▸ Job
Look below for the line with "Please put a marker on the white pillow". Extract that line and each one after it through the last, word for word.

▸ Records provided
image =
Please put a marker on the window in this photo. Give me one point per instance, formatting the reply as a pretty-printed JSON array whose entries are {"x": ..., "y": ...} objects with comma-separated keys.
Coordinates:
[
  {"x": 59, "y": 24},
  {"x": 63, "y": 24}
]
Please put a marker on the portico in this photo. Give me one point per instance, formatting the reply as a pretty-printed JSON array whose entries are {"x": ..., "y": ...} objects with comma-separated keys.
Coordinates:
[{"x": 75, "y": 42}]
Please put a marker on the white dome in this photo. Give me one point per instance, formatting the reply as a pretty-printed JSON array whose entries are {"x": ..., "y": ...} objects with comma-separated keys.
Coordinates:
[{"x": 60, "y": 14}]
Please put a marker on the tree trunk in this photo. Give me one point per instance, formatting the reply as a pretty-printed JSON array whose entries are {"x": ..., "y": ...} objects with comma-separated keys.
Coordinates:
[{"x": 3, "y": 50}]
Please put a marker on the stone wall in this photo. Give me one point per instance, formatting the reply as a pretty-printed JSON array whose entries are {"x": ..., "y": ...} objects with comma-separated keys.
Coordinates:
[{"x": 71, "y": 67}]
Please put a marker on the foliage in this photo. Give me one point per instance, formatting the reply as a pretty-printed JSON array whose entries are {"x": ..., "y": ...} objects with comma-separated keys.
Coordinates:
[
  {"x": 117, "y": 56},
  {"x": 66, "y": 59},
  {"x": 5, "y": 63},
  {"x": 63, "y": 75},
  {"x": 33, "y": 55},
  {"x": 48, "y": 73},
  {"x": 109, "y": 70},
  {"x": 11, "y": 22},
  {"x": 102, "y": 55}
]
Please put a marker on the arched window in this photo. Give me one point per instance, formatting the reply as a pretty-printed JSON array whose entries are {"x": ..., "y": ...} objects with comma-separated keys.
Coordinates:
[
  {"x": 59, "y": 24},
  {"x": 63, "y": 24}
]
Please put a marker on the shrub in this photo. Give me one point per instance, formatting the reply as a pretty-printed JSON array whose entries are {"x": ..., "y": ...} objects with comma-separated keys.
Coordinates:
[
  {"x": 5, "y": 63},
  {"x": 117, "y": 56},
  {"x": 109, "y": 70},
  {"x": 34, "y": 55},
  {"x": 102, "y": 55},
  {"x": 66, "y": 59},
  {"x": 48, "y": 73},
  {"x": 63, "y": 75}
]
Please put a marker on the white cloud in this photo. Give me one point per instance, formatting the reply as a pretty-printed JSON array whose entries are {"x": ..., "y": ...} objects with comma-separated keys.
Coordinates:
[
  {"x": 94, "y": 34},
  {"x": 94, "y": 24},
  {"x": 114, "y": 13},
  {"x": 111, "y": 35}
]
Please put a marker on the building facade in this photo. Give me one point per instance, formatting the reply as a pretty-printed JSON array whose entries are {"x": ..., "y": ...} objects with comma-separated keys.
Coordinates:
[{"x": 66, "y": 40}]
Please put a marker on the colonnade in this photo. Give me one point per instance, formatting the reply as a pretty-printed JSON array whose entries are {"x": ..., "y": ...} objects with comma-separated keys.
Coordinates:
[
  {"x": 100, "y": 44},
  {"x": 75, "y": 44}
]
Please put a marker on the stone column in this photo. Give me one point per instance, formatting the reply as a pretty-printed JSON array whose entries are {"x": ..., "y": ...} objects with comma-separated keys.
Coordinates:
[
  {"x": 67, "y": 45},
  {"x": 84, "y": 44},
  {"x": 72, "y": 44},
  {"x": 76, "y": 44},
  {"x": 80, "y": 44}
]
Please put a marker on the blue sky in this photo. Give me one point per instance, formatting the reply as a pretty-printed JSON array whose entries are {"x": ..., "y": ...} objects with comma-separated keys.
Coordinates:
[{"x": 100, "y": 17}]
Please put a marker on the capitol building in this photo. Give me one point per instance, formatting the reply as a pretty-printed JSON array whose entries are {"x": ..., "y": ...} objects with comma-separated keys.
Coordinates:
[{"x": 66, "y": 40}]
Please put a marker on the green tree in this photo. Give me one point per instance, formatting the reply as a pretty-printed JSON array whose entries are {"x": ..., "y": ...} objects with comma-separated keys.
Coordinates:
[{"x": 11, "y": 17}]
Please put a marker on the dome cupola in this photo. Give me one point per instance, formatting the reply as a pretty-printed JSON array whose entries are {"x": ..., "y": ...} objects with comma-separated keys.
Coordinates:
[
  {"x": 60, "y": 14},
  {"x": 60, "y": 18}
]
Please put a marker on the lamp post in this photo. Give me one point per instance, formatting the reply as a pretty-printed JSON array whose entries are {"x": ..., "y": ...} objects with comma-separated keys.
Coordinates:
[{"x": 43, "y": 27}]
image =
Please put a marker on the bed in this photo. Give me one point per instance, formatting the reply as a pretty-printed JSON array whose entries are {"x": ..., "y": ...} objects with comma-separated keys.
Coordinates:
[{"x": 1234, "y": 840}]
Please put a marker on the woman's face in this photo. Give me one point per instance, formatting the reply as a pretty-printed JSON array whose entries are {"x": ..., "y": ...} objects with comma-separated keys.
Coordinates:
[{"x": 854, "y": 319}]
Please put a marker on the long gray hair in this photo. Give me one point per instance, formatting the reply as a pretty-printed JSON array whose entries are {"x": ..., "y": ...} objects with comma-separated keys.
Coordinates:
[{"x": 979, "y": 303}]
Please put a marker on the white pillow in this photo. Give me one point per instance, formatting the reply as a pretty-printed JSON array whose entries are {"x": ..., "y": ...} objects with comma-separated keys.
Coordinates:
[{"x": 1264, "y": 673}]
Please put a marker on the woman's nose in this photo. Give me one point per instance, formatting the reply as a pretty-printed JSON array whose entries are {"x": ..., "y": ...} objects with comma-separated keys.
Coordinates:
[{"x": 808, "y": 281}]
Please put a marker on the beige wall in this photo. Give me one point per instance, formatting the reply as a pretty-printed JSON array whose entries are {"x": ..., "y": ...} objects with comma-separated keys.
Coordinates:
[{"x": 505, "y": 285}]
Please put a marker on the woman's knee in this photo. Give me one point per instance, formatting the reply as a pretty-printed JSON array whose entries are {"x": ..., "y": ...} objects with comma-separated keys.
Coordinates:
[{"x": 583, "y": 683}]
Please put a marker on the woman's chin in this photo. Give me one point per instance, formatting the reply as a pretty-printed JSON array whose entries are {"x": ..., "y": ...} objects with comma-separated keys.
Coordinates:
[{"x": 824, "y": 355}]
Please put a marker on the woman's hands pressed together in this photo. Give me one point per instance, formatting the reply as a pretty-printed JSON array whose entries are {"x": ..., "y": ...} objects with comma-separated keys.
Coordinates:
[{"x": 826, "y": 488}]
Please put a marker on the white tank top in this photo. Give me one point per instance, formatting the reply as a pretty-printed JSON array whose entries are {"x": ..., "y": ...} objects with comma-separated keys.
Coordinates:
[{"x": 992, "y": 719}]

▸ Solution for this exercise
Please put a marker on the white pillow in this photo. Give me one point per instance, formatting the reply as a pretty-printed JSON array whose entries are {"x": ..., "y": ...} objects with comma-separated keys.
Coordinates:
[{"x": 1264, "y": 673}]
Please put a marker on the woman's nose in this photo. Give me one point per instance, formatting the reply as a pretty-printed JSON array whose entries are {"x": ..., "y": ...} objects with comma-separated keys.
Coordinates:
[{"x": 808, "y": 281}]
Please put a marker on the beige wall in this photo. Give me one point per instance, formatting the reply as a pretty-printed JSON array whose entries are {"x": ..., "y": ...} objects with comma-separated keys.
Coordinates:
[{"x": 505, "y": 285}]
Please put a marker on the woman's knee in this photo. Give me one point per instance, formatting the reply as a pretty-printed JSON array whose entries are {"x": ..., "y": ...} objects with comma-separated keys.
Coordinates:
[{"x": 583, "y": 683}]
Please put a marker on the woman's chin in this photo. Give me one point per instance, formatting the reply as a pretty-printed JSON array whose entries are {"x": ..., "y": ...} objects with comma-separated keys.
Coordinates:
[{"x": 824, "y": 355}]
Please put a marker on the woman's hands pressed together in this photo. Give me one point per instance, formatting the reply as a pretty-printed JSON array whose entries are {"x": ..., "y": ...} objects with comma-separated keys.
Coordinates:
[{"x": 826, "y": 488}]
Please put a marker on the white tank top in this photo. Give me one point per instance, formatting the reply as a pretty-printed JSON array whose entries are {"x": ..., "y": ...} objects with comma-separated keys.
Coordinates:
[{"x": 992, "y": 719}]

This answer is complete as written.